## Exercise requirements
Word for word, transcribe the data below from the line with "For quality assurance, re-label every limestone" to the line with "For quality assurance, re-label every sandy", keeping both of those lines.

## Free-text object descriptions

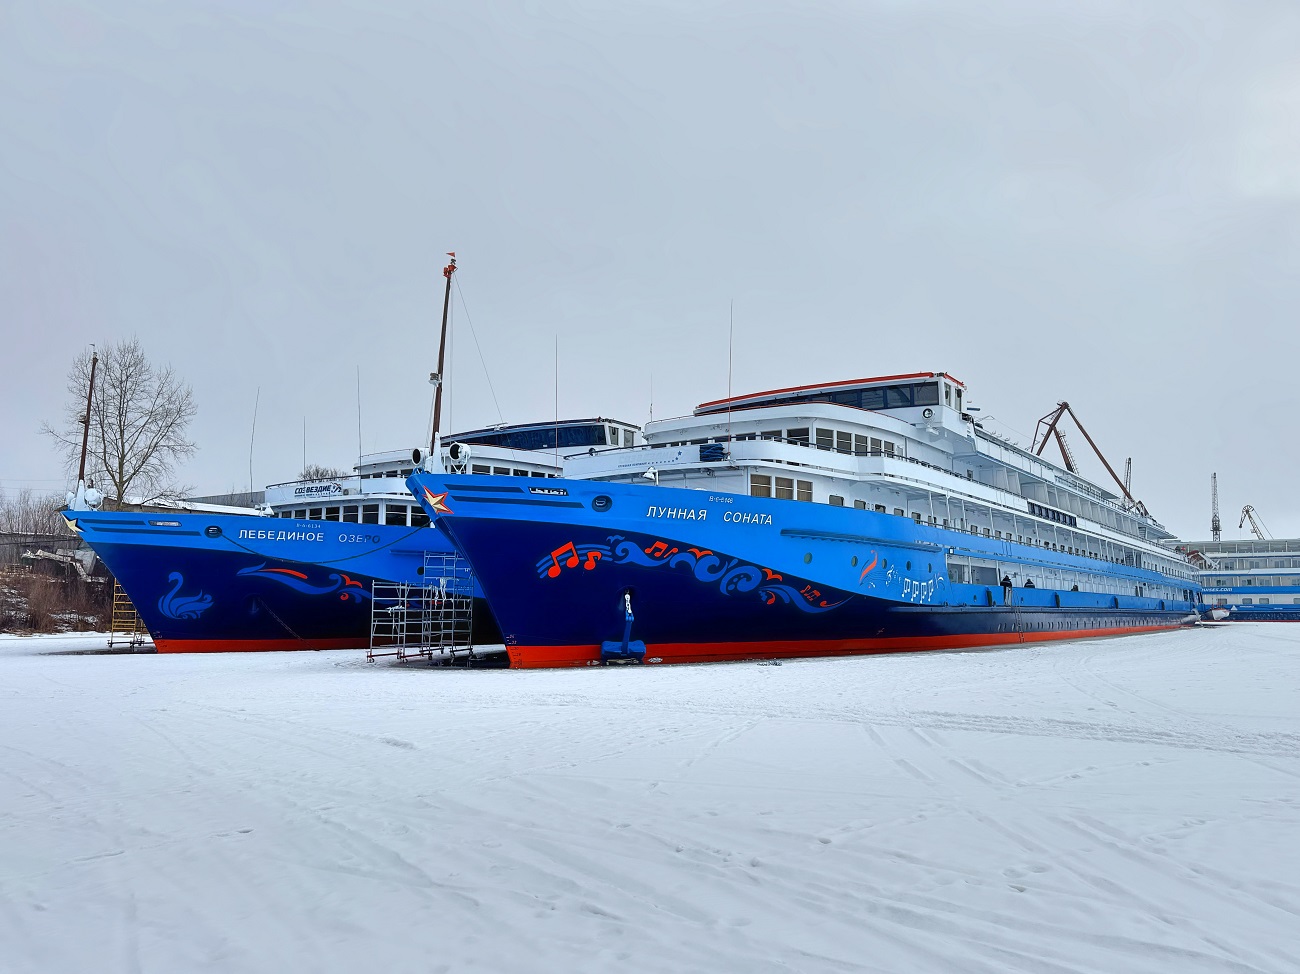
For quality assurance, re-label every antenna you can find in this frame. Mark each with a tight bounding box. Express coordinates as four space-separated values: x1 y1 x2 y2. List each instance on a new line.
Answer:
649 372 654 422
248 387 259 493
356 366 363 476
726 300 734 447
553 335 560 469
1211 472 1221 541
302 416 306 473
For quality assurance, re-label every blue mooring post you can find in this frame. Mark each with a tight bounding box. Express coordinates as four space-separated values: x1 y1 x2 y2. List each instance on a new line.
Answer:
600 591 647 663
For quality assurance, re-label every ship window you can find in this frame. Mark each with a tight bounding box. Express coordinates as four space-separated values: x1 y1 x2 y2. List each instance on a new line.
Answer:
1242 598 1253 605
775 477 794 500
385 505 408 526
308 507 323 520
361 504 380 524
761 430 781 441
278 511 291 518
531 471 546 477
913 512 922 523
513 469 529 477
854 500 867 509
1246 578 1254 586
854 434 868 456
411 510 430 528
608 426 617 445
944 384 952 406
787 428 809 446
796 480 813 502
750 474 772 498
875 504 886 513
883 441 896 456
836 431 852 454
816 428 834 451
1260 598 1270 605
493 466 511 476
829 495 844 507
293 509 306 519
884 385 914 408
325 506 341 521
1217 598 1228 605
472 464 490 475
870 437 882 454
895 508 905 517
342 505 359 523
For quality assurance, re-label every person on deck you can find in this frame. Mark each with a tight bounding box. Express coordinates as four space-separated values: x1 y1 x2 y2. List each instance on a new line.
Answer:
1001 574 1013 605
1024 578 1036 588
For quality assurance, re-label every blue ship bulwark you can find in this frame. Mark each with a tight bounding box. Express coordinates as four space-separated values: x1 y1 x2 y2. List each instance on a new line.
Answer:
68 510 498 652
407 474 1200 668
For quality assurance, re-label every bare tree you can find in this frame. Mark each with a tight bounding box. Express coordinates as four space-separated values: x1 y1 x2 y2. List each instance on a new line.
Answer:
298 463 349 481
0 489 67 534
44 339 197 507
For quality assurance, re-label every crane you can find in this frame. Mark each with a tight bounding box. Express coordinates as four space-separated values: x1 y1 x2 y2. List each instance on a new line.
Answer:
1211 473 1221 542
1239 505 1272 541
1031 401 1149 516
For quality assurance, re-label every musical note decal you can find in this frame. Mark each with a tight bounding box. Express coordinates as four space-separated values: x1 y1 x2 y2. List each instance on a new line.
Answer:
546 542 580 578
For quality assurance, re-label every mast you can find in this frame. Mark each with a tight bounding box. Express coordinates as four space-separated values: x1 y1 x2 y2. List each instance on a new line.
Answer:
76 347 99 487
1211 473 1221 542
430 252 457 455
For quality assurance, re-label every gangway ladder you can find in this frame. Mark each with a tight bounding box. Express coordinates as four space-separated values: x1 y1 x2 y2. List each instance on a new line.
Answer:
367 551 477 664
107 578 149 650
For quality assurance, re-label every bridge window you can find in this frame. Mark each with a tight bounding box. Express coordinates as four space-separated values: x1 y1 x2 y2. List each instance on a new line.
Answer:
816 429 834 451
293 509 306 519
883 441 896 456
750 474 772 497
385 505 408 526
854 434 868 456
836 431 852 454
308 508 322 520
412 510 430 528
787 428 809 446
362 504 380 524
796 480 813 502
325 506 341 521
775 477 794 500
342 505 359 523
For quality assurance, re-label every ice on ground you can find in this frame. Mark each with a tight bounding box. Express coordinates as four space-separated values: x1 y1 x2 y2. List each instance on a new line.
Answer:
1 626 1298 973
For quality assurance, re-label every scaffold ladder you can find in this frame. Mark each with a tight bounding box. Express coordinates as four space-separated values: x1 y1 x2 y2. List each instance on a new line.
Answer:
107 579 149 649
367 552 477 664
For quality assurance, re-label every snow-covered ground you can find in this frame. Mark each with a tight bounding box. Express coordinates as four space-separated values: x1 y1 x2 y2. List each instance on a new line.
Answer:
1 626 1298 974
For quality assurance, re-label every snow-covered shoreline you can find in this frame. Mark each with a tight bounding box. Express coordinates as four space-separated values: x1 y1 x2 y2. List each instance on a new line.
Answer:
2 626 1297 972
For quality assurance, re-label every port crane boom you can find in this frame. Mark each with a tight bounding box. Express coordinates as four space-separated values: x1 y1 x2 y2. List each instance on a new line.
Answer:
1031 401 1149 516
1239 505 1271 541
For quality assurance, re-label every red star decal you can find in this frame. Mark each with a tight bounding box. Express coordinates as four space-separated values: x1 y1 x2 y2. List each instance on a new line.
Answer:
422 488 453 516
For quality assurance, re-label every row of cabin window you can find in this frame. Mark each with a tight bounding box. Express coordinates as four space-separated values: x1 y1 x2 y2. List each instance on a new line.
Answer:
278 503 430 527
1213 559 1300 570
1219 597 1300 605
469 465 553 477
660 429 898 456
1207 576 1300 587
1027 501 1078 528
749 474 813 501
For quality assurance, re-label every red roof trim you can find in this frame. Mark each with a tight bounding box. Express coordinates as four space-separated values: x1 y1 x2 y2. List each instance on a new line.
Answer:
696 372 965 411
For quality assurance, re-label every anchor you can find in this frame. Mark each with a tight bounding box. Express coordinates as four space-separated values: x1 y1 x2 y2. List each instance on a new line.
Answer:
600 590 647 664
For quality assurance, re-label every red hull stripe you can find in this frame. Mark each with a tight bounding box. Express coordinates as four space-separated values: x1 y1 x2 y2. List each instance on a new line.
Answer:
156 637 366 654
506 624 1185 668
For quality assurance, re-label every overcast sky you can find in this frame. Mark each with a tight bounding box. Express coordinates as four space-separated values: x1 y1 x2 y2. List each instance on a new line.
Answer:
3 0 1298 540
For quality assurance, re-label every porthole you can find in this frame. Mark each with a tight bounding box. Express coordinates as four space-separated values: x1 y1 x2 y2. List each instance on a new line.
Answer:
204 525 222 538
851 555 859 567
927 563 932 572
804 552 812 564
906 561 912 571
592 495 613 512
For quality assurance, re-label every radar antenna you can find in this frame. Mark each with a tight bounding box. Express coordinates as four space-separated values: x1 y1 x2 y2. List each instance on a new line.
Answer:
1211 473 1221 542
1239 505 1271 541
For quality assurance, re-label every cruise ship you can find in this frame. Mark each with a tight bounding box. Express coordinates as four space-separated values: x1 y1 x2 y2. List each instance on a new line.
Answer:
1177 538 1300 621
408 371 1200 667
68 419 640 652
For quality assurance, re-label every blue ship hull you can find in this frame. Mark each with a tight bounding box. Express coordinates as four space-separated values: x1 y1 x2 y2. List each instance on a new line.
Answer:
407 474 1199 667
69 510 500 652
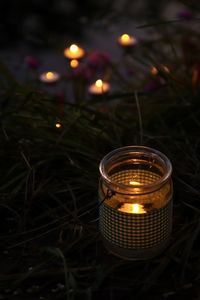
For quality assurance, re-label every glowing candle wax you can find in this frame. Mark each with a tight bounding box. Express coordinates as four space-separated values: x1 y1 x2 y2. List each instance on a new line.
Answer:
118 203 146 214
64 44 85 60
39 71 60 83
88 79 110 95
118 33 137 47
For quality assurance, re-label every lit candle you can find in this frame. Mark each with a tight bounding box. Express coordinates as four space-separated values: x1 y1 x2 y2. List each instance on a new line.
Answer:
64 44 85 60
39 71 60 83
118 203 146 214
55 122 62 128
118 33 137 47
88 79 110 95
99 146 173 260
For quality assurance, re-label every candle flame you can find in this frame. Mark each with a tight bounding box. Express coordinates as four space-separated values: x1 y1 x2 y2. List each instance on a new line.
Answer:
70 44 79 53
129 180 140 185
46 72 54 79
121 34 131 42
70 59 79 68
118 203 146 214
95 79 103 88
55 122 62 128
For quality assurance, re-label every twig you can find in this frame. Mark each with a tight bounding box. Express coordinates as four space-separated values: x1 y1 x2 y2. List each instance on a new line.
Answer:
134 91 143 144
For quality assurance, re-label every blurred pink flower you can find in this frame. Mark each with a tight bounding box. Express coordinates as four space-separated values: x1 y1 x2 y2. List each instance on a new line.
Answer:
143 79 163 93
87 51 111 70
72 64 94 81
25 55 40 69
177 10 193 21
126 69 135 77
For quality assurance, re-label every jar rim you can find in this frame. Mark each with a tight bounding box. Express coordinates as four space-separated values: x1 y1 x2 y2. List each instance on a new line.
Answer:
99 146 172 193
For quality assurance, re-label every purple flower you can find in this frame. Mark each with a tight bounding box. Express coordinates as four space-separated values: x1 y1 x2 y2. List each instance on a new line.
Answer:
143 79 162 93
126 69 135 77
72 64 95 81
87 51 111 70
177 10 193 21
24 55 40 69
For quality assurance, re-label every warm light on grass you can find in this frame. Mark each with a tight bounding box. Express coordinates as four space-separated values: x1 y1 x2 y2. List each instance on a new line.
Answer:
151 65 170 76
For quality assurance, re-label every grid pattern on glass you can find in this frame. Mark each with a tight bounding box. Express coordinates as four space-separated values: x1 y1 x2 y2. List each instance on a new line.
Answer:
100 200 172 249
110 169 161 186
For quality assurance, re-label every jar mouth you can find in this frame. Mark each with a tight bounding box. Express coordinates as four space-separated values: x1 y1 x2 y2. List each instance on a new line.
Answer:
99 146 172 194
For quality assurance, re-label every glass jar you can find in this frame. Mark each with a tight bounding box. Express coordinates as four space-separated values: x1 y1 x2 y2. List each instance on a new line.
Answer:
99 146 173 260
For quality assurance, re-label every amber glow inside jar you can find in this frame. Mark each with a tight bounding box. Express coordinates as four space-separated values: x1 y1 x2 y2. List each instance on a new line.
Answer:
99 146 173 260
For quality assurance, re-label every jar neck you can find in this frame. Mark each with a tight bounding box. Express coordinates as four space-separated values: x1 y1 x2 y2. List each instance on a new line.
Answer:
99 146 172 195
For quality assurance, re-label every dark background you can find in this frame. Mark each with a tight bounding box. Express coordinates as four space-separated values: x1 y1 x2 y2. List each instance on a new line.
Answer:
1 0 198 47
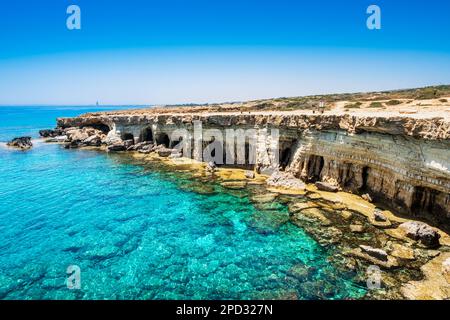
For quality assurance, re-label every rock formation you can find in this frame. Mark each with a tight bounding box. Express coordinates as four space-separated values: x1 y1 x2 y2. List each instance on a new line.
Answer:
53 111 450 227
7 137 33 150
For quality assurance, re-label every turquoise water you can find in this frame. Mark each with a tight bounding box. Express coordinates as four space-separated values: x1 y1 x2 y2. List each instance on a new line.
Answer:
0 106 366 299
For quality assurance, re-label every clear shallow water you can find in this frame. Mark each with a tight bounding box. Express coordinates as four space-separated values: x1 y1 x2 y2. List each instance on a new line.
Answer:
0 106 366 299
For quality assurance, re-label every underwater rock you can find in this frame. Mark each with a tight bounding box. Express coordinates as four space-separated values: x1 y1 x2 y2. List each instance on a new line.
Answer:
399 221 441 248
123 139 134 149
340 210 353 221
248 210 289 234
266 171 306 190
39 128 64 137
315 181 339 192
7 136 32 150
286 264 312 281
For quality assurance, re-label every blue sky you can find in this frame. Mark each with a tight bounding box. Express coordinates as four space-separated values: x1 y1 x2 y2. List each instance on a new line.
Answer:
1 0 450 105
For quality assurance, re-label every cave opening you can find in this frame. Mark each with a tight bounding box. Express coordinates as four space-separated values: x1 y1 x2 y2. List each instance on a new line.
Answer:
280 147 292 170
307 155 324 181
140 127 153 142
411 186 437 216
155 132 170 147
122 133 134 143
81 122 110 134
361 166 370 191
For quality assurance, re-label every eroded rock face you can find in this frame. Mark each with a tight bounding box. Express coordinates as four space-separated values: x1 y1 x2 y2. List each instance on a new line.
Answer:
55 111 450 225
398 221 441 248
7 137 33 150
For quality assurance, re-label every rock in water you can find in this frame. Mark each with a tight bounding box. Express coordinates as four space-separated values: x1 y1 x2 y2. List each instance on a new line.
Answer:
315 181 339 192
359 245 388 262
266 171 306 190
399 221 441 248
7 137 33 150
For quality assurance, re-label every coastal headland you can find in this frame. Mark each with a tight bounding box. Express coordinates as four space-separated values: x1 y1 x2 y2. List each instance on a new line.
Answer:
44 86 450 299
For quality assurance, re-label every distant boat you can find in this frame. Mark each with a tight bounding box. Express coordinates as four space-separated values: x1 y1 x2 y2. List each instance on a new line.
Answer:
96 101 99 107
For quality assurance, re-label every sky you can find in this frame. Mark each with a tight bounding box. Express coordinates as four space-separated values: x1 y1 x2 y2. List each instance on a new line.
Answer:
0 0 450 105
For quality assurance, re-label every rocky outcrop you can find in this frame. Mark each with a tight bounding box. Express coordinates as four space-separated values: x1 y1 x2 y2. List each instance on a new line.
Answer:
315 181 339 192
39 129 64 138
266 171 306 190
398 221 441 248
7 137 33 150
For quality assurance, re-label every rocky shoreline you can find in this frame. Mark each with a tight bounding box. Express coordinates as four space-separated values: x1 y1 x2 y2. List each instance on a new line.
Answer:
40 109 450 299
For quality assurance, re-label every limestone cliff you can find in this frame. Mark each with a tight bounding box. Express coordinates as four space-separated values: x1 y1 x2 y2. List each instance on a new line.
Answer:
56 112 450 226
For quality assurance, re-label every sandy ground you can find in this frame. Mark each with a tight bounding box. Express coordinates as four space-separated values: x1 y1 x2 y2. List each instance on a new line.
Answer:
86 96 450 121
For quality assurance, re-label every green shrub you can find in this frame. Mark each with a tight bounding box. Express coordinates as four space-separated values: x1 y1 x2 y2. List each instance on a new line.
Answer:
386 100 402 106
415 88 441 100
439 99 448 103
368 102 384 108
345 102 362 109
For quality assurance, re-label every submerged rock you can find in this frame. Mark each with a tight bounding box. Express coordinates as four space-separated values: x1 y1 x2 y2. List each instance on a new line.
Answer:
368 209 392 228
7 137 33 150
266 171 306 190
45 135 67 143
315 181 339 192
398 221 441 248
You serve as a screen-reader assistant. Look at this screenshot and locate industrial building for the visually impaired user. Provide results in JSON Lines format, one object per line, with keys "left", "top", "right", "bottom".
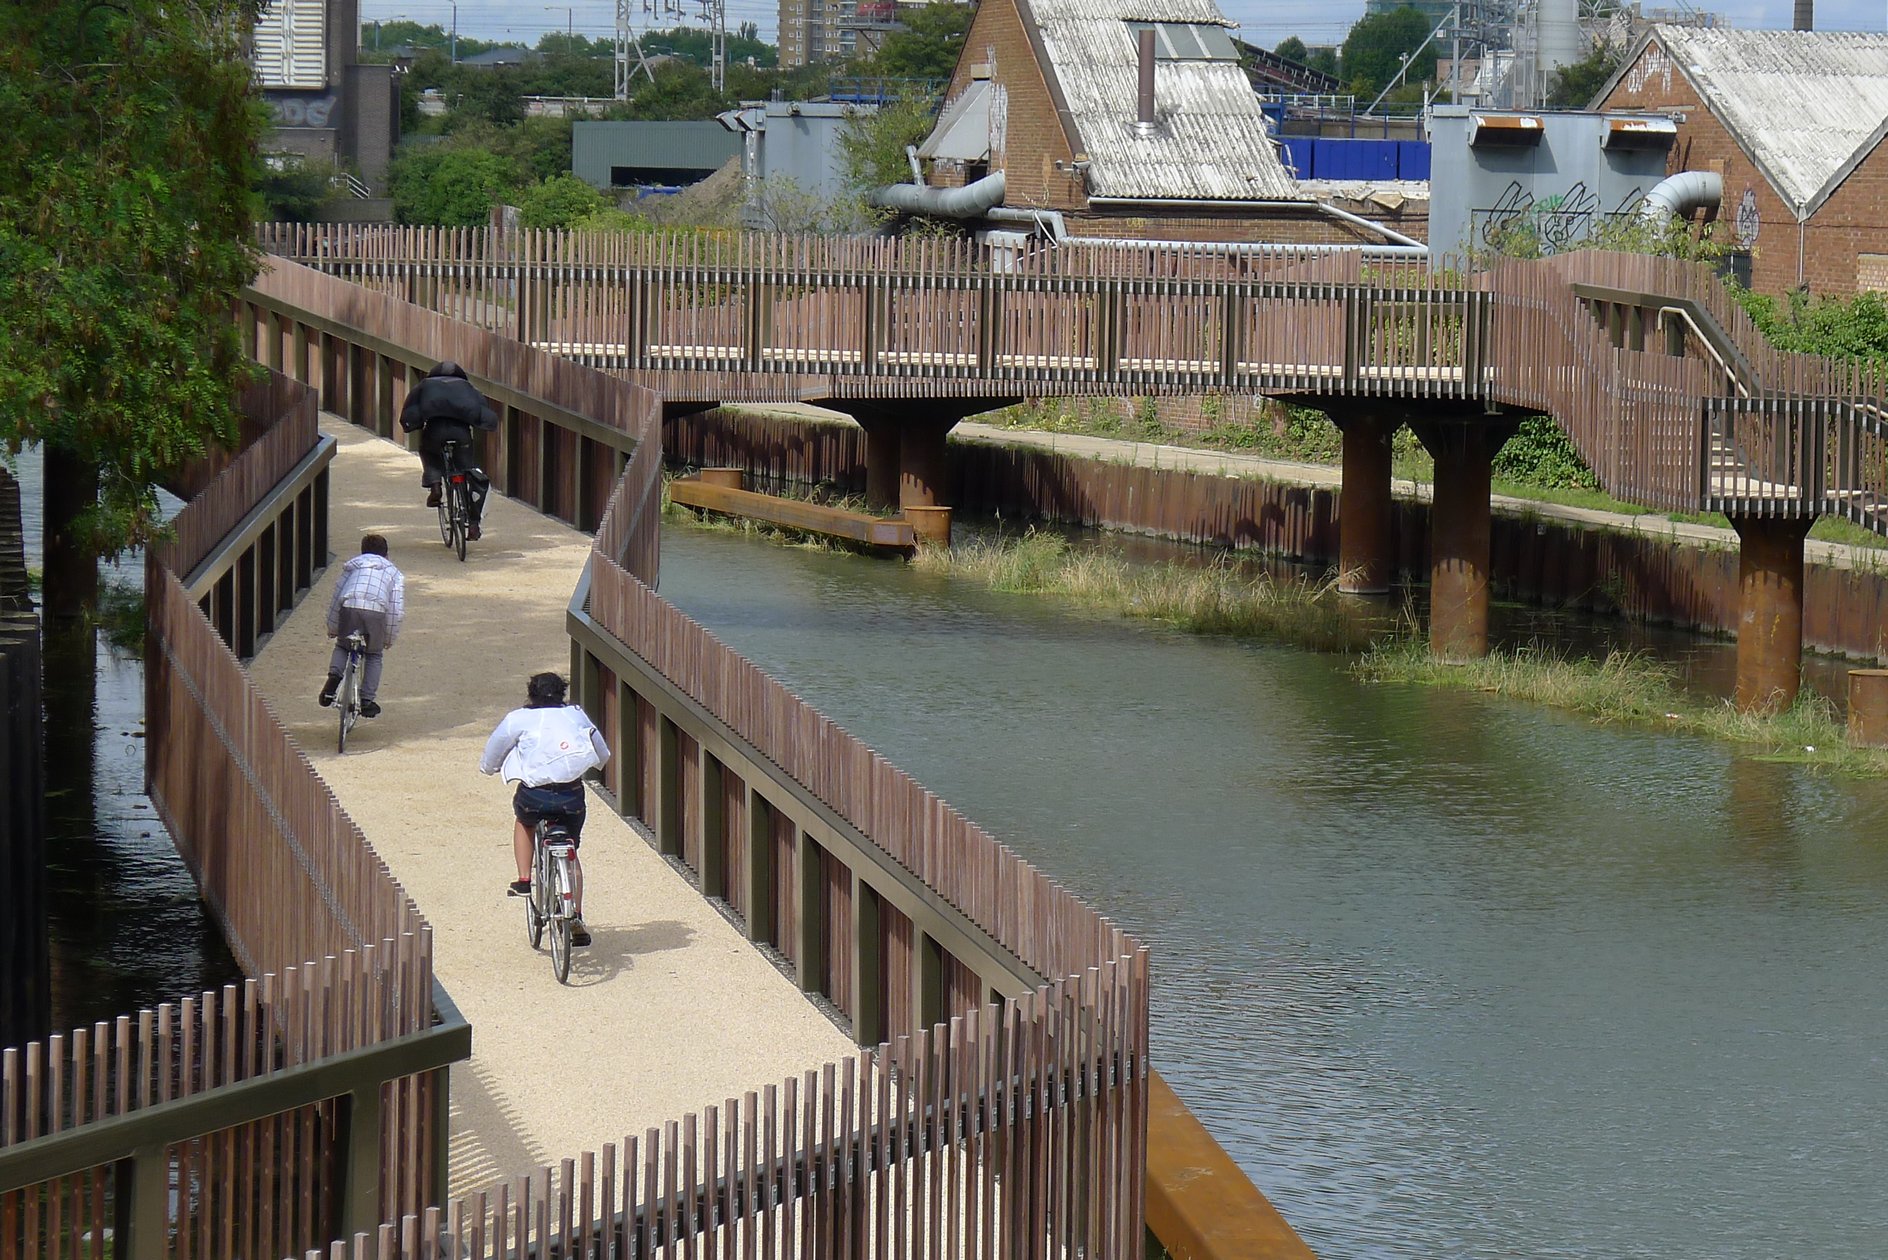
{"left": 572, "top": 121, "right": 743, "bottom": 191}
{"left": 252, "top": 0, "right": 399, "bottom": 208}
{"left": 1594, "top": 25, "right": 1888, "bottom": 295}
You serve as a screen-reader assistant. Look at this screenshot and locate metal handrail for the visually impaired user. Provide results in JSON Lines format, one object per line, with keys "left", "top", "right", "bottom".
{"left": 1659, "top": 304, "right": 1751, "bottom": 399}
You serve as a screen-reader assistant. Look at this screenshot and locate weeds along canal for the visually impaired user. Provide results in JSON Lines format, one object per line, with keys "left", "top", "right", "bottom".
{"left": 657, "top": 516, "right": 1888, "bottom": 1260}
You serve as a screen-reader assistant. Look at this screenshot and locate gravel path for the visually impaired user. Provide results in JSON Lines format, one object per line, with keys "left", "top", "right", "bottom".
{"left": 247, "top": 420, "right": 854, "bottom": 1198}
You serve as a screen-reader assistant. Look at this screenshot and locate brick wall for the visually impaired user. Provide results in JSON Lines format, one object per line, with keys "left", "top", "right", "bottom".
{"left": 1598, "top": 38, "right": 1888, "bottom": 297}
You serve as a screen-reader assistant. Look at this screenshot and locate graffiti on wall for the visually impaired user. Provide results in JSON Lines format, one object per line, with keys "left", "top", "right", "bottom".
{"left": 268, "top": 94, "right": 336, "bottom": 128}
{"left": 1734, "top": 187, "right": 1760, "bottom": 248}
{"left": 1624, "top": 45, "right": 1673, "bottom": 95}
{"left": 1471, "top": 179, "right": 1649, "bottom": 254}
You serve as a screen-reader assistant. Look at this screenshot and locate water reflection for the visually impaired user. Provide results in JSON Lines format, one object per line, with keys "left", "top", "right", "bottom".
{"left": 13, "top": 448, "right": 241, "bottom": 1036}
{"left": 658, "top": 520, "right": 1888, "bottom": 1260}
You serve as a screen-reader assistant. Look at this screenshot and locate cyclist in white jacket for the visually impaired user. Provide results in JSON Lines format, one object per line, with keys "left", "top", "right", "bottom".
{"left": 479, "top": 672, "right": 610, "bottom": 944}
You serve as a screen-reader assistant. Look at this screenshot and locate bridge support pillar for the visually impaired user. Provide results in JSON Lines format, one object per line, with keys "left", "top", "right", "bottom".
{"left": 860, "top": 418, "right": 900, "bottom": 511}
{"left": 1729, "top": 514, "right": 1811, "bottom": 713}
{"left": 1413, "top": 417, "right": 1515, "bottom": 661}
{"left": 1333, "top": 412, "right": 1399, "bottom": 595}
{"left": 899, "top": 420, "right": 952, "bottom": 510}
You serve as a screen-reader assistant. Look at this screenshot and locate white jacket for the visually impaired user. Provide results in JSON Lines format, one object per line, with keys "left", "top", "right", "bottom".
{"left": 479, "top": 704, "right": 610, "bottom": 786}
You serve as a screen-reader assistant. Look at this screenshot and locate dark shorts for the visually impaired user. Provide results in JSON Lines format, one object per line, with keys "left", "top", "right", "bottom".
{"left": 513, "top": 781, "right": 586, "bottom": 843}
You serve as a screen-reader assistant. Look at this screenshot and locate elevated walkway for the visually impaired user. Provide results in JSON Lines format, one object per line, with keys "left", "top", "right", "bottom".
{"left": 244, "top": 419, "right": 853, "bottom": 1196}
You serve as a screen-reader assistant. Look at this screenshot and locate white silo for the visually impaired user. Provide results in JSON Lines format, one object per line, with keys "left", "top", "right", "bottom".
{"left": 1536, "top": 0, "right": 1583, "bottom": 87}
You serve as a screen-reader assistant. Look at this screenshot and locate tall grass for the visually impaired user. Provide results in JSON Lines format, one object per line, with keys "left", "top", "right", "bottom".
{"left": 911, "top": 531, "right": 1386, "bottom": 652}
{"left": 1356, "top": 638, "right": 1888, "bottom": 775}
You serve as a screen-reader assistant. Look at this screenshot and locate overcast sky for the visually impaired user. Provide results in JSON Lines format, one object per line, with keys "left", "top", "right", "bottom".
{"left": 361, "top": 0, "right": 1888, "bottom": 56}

## Answer to the exercise
For quality assurance, re-label every limestone cliff you can find in this frame. Mark each with a tight bounding box. Express coordinates as four space-separated values: x1 y1 x2 y2. List each instance on a new line.
Answer:
56 112 450 226
For quality assurance, re-label every sandy ground you can find in this frame. Mark each with a tight bounding box. Express coordinates as four space-separated values: x1 y1 x2 y2. List each instance on a new line.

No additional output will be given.